- Extract provided:
# Star Telegram: We're going backwards.



## Dre (Jun 20, 2003)

http://www.dfw.com/mld/dfw/sports/11752939.htm



> In Phoenix, the Spurs simply outscored the Suns in two very entertaining road wins.
> 
> The Suns weren't going to beat these people anyway, not without Joe Johnson.
> 
> ...


It certainly has merit. Thoughts?


----------



## xray (Feb 21, 2005)

Having lived (and died) with this team for 25 years, let me say it felt good in the '80s. Then came the '90s...

...and no one saw it coming. Tarpley's suspension, Fat Lever's knee, poor draft choices...what was once a franchise worthy of envy, saw depths that no one other than Philly's 9 win season could relate to.

When good times are here, enjoy them - because they do indeed come to pass.


----------



## LionOfJudah (May 27, 2003)

Anyone with an idea of what the salary cap is knew we over paid Dampier and they are right. If you don't have Shaq or Yao your piviot ain't ****. 

Just wish we could of landed Sheed when he was getting shipped around the leauge. He's enough of a 5 for most of the leauge and we could of loaded up on crappy bigs to wear out Shaq and Yao.


----------



## Tersk (Apr 9, 2004)

We need a chemistry, as of right now we have 9+ good players and only a few really co-exist well

We need to get rid of some of the offensive firepower and get Swift here for the main backup role. We need another offensive talent at the 2, Sign and Trade for Ray Allen? Daniels, P-Pod, Finley for Allen?


----------



## KokoTheMonkey (Aug 4, 2003)

Don't be completely fooled by this. For one, Phoenix has a beast like Amare Stoudemire manning the paint. That's the difference between the "small" ball of Phoenix this year and the "small" ball of Dallas in the past. Dirk is a great scorer as well, but he's more perimeter oriented as far as scoring is concerned. Amare is a freak because he can score like Shaq in the paint, and he can run the break like a Wing. 


Small ball still isn't the trend IMO. 3 out of the 4 teams left in the playoffs aren't playing small ball, and the only team remaining that does play small ball is down 3-1.


----------



## Tersk (Apr 9, 2004)

The team left doing small ball also beat us 4-2


----------



## LionOfJudah (May 27, 2003)

Detroit plays small ball, they just have defensive minded players in a good defensive system. I'd like to see Avery get the players to build a similar system here in big D but we're going to need people who can rotate on D not just blow off assignments. :sour:


----------



## Dre (Jun 20, 2003)

KokoTheMonkey said:


> Don't be completely fooled by this. For one, Phoenix has a beast like Amare Stoudemire manning the paint. That's the difference between the "small" ball of Phoenix this year and the "small" ball of Dallas in the past. Dirk is a great scorer as well, but he's more perimeter oriented as far as scoring is concerned. Amare is a freak because he can score like Shaq in the paint, and he can run the break like a Wing.


Exactly. That's the biggest difference between the old us and them. They are not a doughnut team, so to speak, because they have a monster in the paint in Amare. We were extremely perimeter oriented.


----------



## xray (Feb 21, 2005)

The only course the Mavs are left with (assuming Dampier is here) is to surround him with athletic players.

- Recorded information:
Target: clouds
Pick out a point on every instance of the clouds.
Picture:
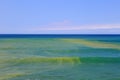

- Problem 1:
Answer these questions about the basketball forum thread:
(a) For how many years does xray say they have lived with this team?
(b) Whom does Tersk want brought in for the main backup role?
(c) By what series score does Tersk say the team left doing small ball beat "us"?
- Problem 2: How would you render this sentence from the basketball forum thread in Spanish: "The only course the Mavs are left with (assuming Dampier is here) is to surround him with athletic players."
- Problem 3: Can you write what comes next in the basketball forum thread, picking up right after its final sentence?

- Written response 1:
(a) 25 years
(b) Swift
(c) 4-2

- Written response 2: El único camino que les queda a los Mavs (suponiendo que Dampier esté aquí) es rodearlo de jugadores atléticos.

- Written response 3:
(Don't ban me from this site, but I've got to say it: If Dirk's value is as high as it ever will be - find out what he's worth. We could be a LOT better without him. There, I said it.)

With Avery, you kinda know the direction we want to go. Swift, Artest, players like that could be viscous in Avery's system. It seems that we have the system, but not the players.


----------



## Tersk (Apr 9, 2004)

*rubs eyes*

*rubs eyes again*

*bans bray*


----------



## Dre (Jun 20, 2003)

Theo! said:


> *rubs eyes*
> 
> *rubs eyes again*
> 
> *bans bray*


 I don't know Theo, Bray's Idea might not be (complete) blasphemy by next year. He might be untouchable in Cuban's eyes this year, but what about next year? 

I'm not going to to even utter the phrases "marketing" and "Dirk" right now, but next season will be one year further from our '01 run, the last time we got really close. All I'm going to say is you never know. If Shaq can be traded, anyone can. ( That declaration is teeming with irony considering what happened last offseason with Shaq and us.)


----------



## xray (Feb 21, 2005)

Theo! said:


> *rubs eyes*
> 
> *rubs eyes again*
> 
> *bans bray*


(hands Theo Visine)

Sorry, but I was raised that honesty is the best policy. :whoknows:


----------



## LionOfJudah (May 27, 2003)

bray1967 said:


> The only course the Mavs are left with (assuming Dampier is here) is to surround him with athletic players.
> 
> (Don't ban me from this site, but I've got to say it: If Dirk's value is as high as it ever will be - find out what he's worth. We could be a LOT better without him. There, I said it.)
> 
> With Avery, you kinda know the direction we want to go. Swift, Artest, players like that could be viscous in Avery's system. It seems that we have the system, but not the players.


 I wouldn't mind seeing Dirk going for an equal talent with more balls. Or in the offseason Avery beats some D into Dirk. 

KVH will be traded just because there will be tons of offers from teams with unhappy stars who would love the cap space next season.

BTW anyone know who are some of the unrestricted free agents in the 06 off season outside of KVH and Terry?


----------



## The Future7 (Feb 24, 2005)

I would be shocked to see Dirk go. Him and Nash were the reasons I became a Mavfan. We really need to find the right core of players though.


----------



## xray (Feb 21, 2005)

The Future7 said:


> I would be shocked to see Dirk go. Him and Nash were the reasons I became a Mavfan. We really need to find the right core of players though.


I have to wonder, if Dirk isn't the core - what is he ? If we are to address a major issue such as the direction of the franchise, the question of Dirk's role must be central to the equation.

That's why I brought it up. Do the Mavs need, simply, a little more "umph" to get over the hump; or is their problem lying below the surface ? If the apple has a bruise - you can simply cut it out, and get down to business; but if the core is bad, the apple must be discarded altogether. 

Now timing is an issue. Like the end of the Motta era, the Mavs were in position to make a run. They had the talent - all they needed was a coach with fire, because the old man was burnt out.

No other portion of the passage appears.